[Point localization data]
⁂

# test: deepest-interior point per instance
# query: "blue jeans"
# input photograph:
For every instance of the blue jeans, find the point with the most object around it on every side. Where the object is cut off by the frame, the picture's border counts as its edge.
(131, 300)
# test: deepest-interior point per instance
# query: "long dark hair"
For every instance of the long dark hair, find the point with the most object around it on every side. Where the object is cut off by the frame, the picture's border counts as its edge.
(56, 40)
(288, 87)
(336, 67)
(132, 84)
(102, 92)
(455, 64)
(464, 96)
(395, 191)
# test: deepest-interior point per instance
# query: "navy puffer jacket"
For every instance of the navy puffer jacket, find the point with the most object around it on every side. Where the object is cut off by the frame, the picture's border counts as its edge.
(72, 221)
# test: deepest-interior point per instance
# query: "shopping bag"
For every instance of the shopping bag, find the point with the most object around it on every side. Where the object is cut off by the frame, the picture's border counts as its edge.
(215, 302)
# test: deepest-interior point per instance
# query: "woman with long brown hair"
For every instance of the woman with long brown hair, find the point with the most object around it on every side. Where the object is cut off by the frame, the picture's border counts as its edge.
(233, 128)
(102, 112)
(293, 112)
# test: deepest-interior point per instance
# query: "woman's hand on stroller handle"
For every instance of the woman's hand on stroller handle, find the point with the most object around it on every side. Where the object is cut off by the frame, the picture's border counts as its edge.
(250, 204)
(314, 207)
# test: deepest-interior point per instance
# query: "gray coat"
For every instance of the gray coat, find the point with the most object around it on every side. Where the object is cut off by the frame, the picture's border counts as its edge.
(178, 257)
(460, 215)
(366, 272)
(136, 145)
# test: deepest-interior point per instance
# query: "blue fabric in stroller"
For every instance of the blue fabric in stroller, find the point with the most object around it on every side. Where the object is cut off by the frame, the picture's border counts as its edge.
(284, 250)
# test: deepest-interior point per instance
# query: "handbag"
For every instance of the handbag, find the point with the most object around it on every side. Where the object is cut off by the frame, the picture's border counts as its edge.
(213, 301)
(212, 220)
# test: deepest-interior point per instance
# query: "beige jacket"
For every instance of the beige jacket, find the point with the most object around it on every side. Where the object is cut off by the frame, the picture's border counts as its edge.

⁂

* TASK:
Transcribe the data above so that every line matches exactly.

* RESULT OF THE EXERCISE:
# test: deepest-interior point per instance
# query: "blue jeans"
# input photograph:
For every instance of the blue jeans, find the point with the most object around it on every side. Where the object is cut off by the frame, the picture's border counts as its edge.
(131, 300)
# test: deepest-interior point per instance
# query: "long dark hair"
For every instance of the long dark hair, find the point with the most object around it on every side. Where the object is cut off by the frame, the picture's border counts as its edge.
(56, 40)
(288, 87)
(336, 67)
(132, 84)
(102, 92)
(455, 64)
(464, 96)
(395, 191)
# test: deepest-interior point per instance
# query: "navy puffer jacket"
For every instance of the navy puffer jacket, find the point with the most object around it on every side. Where the object is cut off by the frame, the picture's border counts as its edge.
(72, 221)
# test: deepest-interior point per instance
# query: "shopping bag"
For every instance of the shopping bag, find the point with the most object around it on every side. Where the object is cut off by the frame, the picture's border counts as its edge.
(215, 302)
# test: deepest-interior point per instance
# query: "woman with long brown hair"
For every instance of the woman with long brown hair, find the point with the most object around it on every side. Where the object is cut off by the frame, the picture's border counts as its edge.
(233, 128)
(102, 112)
(293, 112)
# test: deepest-interior point per instance
# query: "woman's hand on stroller handle"
For every instance of the woman's hand on stroller handle, find the point with the most object around it on every side. Where the object is cut off by the frame, the picture's border counts as its edge.
(250, 204)
(314, 207)
# test: deepest-interior point per instance
# query: "gray coat"
For every instance of the gray coat, find the point with the most object around it on every side. Where the object is cut off by the frame, the picture's border counts as its edge.
(178, 257)
(460, 215)
(366, 272)
(136, 145)
# test: deepest-interior point per instance
# query: "blue fabric in stroller"
For every instance of the blue fabric in stroller, find the point with the most object around it on every side. Where the object is cut off by the frame, the picture's border counts as its edge.
(284, 250)
# test: deepest-interior point per instance
# query: "handbag"
For every instance of the handbag, find the point with the most object around it on every side. Where the object is cut off by the frame, the picture's border counts as its edge.
(213, 301)
(212, 220)
# test: deepest-interior point per instance
# query: "beige jacket"
For every instance of the beige jacket, find the point with the most object around it on every side. Where the object is cut off by the frame, the picture's border counts as its edge.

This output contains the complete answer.